▶ _CHALLENGE_
Are you able to retype all the records below exactly?

─── EXERCISE MATERIAL ───

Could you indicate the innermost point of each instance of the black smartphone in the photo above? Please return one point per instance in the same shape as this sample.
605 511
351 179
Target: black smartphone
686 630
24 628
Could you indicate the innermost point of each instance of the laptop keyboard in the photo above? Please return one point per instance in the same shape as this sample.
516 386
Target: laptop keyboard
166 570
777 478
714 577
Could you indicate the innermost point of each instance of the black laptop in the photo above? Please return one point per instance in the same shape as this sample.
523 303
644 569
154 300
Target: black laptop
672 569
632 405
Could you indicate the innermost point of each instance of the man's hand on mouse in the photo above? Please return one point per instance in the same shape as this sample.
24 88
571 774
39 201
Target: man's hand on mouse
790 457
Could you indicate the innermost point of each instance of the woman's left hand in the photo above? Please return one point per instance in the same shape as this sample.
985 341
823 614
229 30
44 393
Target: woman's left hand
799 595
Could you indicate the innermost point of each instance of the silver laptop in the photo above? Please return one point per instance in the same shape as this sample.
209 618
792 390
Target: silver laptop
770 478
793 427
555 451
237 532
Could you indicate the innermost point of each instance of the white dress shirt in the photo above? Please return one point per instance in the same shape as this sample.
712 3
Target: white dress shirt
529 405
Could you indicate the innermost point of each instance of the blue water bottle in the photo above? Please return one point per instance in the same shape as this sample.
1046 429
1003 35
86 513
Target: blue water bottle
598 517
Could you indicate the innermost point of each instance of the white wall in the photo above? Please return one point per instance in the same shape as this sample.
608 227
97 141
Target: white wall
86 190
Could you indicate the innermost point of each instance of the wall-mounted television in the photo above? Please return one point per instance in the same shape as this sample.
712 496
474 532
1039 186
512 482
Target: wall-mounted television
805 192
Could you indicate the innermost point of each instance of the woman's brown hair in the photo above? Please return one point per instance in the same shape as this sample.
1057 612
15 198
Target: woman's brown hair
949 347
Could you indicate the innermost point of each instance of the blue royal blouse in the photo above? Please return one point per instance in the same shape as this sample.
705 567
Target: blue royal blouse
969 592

───

▶ _EXERCISE RESPONSE_
Could you indicate the innermost point of each instance of the black smartphone in the photo above? Please return one point per instance in the same shape as this sample.
605 511
351 179
Target: black smartphone
686 630
24 628
Could you indicate the innermost point of each instance of the laptop keyboard in the photo above? Please return one point per instance in the same shape as this sample.
516 386
Target: laptop keyboard
166 570
777 478
714 577
Could you indicate the innermost point of each instance of the black laptop in the photo above? Please return one point per instance in the same shape as this sample.
523 303
644 569
154 300
Target: black laptop
672 569
632 405
Could you indicate the innermost point of each instance of the man's hand on mouse in the photo above? Please return one point per instance in the same shape as this sample.
24 88
571 774
39 201
Target: man's hand on mouse
790 457
Could you indicate the innermost point of each instance of the woman's left hand in the photo above? Please return one point per instance in the same shape as this sample.
985 341
823 614
229 30
44 393
Target: woman's left hand
799 595
Could you indicate the innermost point of each instance of the silver laptop in the photo above? Please return one point per instance in the same shape as this sample.
209 618
792 390
Target: silver laptop
770 478
793 427
555 451
237 532
Could you indicate the innermost point of each instance of the white dress shirt in the photo above? Please return one point per instance in the same shape as this sample.
712 3
Target: white dress shirt
529 405
Could you indicate the innermost point of each instance of the blue water bottle in the photo above? Please return one point per instance in the same shape as this sample.
1046 429
1003 35
86 513
Target: blue water bottle
598 517
Could you indicate the innermost point of each instance of the white wall in the photo above? Please return one point per instance in the same shape as this sample.
608 227
97 141
Target: white wall
86 190
Could you indicate the innermost point of each instance of the wall-mounted television in the photo above? Please return one point per instance in the same shape as this sample.
712 496
474 532
1039 186
512 482
Target: wall-mounted television
805 192
Could you indicate the innermost point of each instance of the woman's brown hair in the photo above? Please return one point per instance in the same shape as this sample.
1057 612
15 198
Target: woman's brown hair
949 347
Could you indicate the innermost point of each instance of the blue royal blouse in the photo above? Please return one point per instance in the same shape as this sample.
705 567
Target: blue royal blouse
969 592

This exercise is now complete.